**Action item**:
Say how many lines of the listing below hold the word "nose". Give only that number.
= = = = = = =
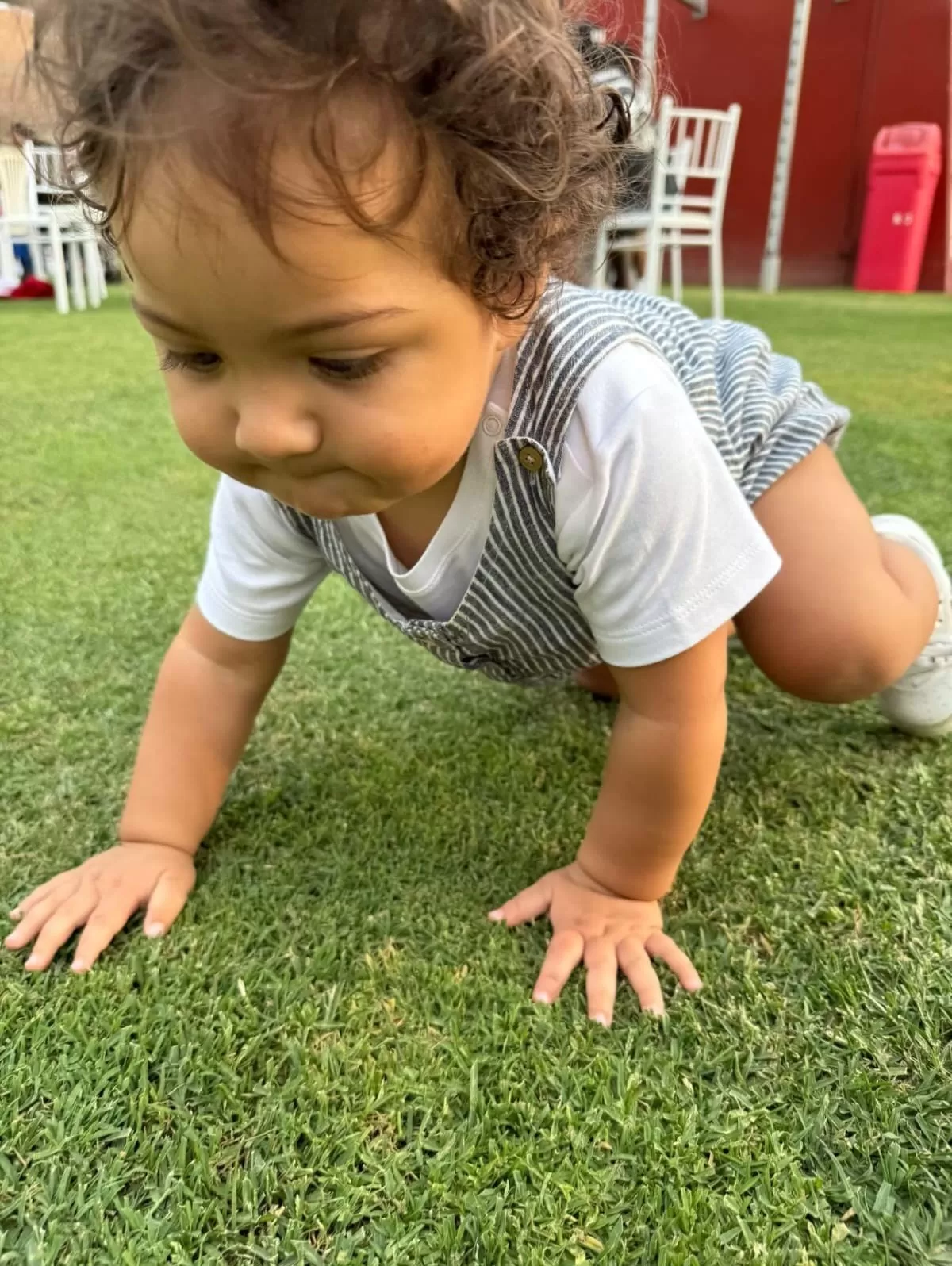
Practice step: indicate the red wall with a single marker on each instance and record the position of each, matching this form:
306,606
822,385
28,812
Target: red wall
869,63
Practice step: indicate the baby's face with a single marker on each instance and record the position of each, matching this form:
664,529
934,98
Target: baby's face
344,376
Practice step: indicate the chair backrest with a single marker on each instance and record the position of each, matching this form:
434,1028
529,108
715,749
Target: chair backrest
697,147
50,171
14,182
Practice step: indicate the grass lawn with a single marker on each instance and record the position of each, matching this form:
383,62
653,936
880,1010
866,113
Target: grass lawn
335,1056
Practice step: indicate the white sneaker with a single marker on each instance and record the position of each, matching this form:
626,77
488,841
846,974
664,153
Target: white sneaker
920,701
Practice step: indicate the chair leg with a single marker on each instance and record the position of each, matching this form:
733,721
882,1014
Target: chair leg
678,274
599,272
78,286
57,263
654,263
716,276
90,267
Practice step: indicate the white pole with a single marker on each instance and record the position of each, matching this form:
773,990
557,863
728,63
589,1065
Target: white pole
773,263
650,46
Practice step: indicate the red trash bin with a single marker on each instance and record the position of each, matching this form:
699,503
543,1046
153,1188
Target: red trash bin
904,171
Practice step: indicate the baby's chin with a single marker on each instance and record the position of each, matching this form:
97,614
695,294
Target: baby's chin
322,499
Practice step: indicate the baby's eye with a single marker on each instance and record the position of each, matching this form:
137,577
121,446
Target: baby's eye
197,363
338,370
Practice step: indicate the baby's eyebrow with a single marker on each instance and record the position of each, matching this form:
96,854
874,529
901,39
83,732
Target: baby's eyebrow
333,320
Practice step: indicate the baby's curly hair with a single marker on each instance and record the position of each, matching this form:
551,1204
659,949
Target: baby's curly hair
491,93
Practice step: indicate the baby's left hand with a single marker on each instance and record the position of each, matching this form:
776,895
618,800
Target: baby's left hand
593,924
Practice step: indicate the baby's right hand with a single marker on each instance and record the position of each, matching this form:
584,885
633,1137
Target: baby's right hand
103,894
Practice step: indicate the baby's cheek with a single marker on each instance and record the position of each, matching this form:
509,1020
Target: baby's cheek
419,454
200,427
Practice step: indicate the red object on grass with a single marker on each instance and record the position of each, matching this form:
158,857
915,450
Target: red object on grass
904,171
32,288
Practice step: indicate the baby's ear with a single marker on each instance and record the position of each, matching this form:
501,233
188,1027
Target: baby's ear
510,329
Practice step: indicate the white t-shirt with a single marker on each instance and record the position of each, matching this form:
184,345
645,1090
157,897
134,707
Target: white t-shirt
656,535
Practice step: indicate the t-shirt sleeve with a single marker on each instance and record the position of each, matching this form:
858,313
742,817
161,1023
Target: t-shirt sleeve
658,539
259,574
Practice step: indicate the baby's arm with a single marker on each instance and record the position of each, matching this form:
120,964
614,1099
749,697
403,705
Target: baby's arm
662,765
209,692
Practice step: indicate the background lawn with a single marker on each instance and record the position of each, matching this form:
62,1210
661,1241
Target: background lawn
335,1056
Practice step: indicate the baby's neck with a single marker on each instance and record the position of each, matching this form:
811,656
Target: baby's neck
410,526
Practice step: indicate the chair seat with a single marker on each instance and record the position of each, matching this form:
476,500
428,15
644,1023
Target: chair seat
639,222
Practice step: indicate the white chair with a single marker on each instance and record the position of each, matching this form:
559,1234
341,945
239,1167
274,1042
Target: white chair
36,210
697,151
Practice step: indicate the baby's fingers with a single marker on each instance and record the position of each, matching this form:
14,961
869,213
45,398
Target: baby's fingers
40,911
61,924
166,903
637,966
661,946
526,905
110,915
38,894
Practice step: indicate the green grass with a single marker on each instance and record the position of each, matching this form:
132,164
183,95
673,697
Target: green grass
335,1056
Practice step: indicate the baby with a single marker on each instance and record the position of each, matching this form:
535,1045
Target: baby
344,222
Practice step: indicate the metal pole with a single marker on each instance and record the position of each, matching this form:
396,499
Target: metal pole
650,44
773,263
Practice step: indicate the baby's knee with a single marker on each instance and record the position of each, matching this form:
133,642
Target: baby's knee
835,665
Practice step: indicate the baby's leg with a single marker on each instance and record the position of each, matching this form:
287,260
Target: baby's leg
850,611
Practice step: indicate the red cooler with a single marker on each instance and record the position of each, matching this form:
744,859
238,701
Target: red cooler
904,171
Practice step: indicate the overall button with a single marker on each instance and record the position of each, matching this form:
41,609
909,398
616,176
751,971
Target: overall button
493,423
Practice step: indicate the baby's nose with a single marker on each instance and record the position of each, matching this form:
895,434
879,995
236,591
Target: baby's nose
= = = = = = =
**Written response**:
2